**How to complete this task:** Please return every line of the records below that holds the word "person".
BEGIN Recorded data
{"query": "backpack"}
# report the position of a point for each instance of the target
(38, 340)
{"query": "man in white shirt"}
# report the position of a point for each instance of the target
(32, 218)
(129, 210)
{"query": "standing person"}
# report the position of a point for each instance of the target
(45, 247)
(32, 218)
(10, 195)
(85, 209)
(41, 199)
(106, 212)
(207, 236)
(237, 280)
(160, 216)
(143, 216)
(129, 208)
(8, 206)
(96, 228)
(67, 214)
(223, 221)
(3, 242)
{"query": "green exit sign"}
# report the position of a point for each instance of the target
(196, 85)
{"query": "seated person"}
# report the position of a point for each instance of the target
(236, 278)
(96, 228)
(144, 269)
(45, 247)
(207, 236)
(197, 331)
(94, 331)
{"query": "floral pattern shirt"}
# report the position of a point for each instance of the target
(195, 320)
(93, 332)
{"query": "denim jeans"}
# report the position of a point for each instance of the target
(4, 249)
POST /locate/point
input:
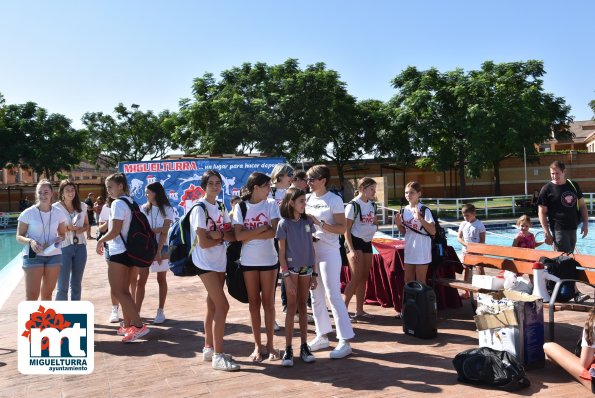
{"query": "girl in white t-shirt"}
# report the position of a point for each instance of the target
END Recorded data
BEGIN Recorded data
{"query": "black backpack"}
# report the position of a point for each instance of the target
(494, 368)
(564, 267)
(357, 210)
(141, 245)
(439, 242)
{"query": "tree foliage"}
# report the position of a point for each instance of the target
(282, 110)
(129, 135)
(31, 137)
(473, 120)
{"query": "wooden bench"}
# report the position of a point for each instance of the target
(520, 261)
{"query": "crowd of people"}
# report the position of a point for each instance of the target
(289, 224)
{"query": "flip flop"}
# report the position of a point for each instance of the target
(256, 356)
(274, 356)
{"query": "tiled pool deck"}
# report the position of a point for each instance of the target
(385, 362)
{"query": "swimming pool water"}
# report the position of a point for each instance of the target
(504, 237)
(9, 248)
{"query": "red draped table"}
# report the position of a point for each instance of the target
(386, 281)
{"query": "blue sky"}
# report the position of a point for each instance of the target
END Recorded data
**Reply:**
{"query": "standing person"}
{"query": "seated person"}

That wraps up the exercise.